(Строки данных)
+===+

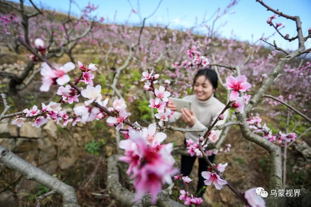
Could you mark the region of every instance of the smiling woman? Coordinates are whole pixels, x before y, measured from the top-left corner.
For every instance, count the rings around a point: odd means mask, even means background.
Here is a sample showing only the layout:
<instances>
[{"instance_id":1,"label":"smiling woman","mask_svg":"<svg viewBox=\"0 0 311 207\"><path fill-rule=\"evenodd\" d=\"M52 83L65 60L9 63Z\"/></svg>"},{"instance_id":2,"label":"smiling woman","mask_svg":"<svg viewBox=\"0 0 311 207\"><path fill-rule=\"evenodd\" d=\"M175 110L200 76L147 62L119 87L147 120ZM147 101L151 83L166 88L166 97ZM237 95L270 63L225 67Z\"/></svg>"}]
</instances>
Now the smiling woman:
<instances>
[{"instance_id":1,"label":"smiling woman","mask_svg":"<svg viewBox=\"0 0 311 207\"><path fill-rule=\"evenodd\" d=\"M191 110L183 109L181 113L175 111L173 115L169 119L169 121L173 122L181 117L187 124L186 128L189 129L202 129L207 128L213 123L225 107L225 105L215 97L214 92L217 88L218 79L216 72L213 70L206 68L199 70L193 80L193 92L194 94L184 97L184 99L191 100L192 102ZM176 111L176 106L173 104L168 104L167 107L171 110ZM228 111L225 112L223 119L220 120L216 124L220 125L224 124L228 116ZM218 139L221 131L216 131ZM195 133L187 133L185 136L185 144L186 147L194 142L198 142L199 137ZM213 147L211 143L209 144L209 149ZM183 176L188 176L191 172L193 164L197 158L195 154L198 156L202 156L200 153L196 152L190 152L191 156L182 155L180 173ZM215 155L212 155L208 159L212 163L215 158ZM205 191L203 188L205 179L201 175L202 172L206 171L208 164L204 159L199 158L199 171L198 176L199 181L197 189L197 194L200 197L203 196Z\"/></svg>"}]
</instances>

+===+

В каких строках записей встречается слово «every»? Верните все такие строки целиком.

→ **Ожидаемый ответ**
Could you mark the region of every instance of the smiling woman? Coordinates are whole pixels, x before y, measured from the top-left corner.
For every instance, count the rings around a point: odd means mask, even means background.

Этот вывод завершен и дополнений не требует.